Work to be completed :: Where does the string "Target" occur in the entries below? Copy every line where it does.

Entries provided ::
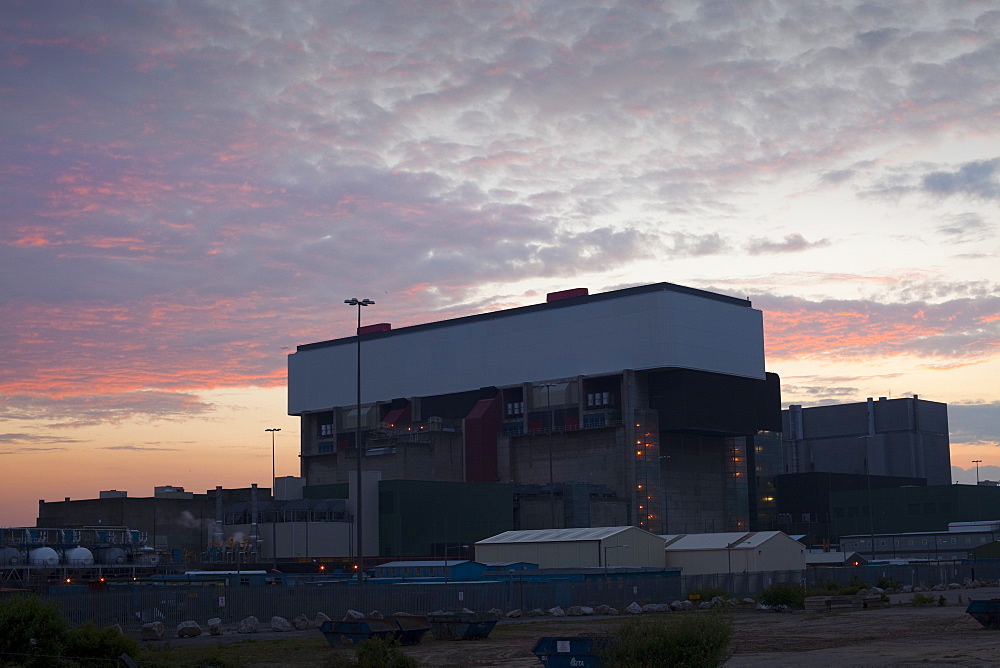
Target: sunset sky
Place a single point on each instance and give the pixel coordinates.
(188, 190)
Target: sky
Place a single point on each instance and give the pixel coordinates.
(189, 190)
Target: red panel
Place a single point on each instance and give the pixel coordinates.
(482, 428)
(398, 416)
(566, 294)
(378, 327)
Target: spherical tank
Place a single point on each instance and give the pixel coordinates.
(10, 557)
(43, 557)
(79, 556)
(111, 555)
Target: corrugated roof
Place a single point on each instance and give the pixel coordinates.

Finished task ::
Target: sunset sky
Target: sky
Target: red panel
Target: spherical tank
Target: corrugated roof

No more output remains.